Welcome to The DeFi Report
Welcome to the first edition of The DeFi Report!
I couldn’t be more excited to write about decentralized finance and share my research with you.
We’re jumping right in. Here’s the first item I want to address: you are not too late to crypto. Everyone assumes they missed it. But I want to be clear - you’re not late. In fact, if you’re reading this, you’re early.
In this report, we’ll cover how early we still are and how big these markets could get.
Let’s go.
Bitcoin has been around for 12 years and is just now beginning to show signs of escape velocity. However, we know it’s still early because Bitcoin is still not easy for the general public to engage with. It’s clunky. And many institutional investors (banks) still cannot hold it on their balance sheet. Can you think of any other asset that retail got first dibs on? I can’t. Ethereum launched in July 2015 - it’s only 6 years old and gas fees are still expensive. Still building. Still scaling. Initial Coin Offerings (ICO’s) came onto the scene in late 2017. DeFi (borrowing/lending protocols) and cross-chain networks like Polkadot launched in 2020. Social/community tokens took off in 2020. NFT’s took off in 2021. The metaverse (Decentraland) is growing exponentially today. Tomorrow it will be something else. The opportunities are endless. And they’re just beginning.

● Dataset entries:
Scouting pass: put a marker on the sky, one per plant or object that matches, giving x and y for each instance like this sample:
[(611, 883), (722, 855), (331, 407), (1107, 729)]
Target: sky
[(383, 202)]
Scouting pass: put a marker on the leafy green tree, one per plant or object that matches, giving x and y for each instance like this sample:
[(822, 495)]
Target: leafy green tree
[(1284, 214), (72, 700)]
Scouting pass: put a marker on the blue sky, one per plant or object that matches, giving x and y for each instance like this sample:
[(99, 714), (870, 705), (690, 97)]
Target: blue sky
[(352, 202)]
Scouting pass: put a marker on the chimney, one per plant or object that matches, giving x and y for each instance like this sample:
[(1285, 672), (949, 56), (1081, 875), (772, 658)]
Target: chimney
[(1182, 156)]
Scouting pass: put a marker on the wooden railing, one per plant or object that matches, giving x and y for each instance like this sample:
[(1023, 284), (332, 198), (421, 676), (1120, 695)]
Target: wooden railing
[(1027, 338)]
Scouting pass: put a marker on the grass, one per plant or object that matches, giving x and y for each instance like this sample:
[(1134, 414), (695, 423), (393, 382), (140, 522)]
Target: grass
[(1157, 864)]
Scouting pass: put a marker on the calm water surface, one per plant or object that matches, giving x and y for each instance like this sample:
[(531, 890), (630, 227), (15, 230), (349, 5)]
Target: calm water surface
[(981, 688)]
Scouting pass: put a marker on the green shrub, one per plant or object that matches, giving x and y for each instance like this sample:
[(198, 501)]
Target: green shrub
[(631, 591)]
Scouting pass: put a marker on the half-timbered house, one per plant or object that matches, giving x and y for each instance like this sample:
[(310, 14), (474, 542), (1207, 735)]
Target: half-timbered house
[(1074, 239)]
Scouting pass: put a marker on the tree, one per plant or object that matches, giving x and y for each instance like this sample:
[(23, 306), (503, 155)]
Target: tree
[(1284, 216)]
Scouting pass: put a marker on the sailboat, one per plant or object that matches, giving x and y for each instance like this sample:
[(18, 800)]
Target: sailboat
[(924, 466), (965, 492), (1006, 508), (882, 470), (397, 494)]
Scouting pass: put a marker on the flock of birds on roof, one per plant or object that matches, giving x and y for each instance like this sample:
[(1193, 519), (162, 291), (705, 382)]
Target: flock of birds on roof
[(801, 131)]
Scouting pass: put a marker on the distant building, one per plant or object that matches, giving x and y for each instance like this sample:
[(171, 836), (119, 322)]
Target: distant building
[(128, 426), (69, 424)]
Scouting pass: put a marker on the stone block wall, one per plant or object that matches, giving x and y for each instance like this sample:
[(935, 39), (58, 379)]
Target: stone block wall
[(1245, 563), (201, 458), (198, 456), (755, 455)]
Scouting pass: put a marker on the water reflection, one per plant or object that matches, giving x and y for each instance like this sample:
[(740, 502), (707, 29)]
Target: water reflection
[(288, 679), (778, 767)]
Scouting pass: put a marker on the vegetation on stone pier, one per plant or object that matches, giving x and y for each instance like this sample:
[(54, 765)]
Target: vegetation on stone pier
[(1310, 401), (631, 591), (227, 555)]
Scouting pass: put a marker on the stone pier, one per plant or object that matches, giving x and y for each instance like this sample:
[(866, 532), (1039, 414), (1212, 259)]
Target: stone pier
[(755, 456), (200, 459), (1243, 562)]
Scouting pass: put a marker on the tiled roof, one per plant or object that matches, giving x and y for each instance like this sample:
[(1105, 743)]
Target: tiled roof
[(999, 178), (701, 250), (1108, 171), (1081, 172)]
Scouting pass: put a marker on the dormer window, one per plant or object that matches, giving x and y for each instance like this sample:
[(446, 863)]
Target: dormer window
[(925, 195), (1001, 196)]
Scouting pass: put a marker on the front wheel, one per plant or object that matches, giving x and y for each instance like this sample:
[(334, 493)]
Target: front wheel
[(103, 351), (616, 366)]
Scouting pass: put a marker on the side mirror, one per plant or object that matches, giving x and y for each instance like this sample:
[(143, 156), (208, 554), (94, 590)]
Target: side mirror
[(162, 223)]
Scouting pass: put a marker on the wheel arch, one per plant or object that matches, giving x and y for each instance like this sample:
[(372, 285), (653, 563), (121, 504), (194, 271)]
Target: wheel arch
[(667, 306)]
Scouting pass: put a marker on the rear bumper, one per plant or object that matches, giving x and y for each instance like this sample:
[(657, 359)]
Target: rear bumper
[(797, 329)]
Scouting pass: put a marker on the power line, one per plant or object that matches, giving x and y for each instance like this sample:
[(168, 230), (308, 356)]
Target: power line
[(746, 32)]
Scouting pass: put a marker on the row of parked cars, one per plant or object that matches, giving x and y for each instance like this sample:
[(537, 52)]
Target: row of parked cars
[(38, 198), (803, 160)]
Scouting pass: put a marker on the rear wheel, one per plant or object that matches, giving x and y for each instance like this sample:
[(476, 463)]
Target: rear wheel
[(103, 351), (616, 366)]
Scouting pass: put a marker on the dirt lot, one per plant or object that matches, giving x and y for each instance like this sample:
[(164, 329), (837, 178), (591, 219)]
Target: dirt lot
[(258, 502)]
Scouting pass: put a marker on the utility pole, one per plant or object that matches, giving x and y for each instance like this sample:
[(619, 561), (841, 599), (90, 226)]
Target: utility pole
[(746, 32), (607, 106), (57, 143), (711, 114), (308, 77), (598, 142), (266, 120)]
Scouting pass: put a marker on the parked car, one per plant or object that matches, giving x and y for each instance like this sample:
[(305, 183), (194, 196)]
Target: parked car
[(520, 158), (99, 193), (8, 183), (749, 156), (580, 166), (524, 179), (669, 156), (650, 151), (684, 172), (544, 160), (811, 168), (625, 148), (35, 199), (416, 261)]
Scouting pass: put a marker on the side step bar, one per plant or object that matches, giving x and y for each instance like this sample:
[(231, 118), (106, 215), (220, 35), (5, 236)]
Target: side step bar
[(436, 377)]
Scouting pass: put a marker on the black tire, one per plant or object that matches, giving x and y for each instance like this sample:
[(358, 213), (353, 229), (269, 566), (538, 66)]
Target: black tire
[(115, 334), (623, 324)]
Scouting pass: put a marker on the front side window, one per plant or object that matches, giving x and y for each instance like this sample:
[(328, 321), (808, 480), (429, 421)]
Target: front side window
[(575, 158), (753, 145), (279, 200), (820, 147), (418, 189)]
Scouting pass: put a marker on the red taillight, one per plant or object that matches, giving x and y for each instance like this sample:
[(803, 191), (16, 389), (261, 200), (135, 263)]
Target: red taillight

● Work to complete:
Pick up the piece on decentralized finance and how early crypto still is, and carry it on from its last sentence.

● Result:
The clunkiness of the user experience in crypto today reminds me of the early days of the internet. Remember when you would get kicked off of AOL when someone called the house? That’s where we’re at with crypto today.
The crypto market has an average growth rate of 113%/year. For reference, the internet peaked at 63%/year. In terms of adoption, crypto today looks like the internet in 1997. If we continue at the pace we are on (with growth slowing after its peak), we should surpass 1 billion users around 2024. It’s possible we’ll see 3-4 billion users by the end of this decade. That’s how massive this opportunity is.
Today the total market cap of crypto is about $2.2 trillion.
The global bond market is over $200 trillion, with $18 trillion of that carrying a negative real interest rate 🤯. The real estate market is over $200 trillion. Global equities are over $100 trillion. Fine art is $17 trillion. Gold is $12 trillion.
We should expect crypto to eat into the value of these global asset classes in the coming years.
And that’s why you’re here.
To separate the noise from the signal. I want to make sure you don’t fall into the trap of your skeptical friend or family member. To help you stay curious. To identify the big, high-level moves. And then find the opportunities within those moves.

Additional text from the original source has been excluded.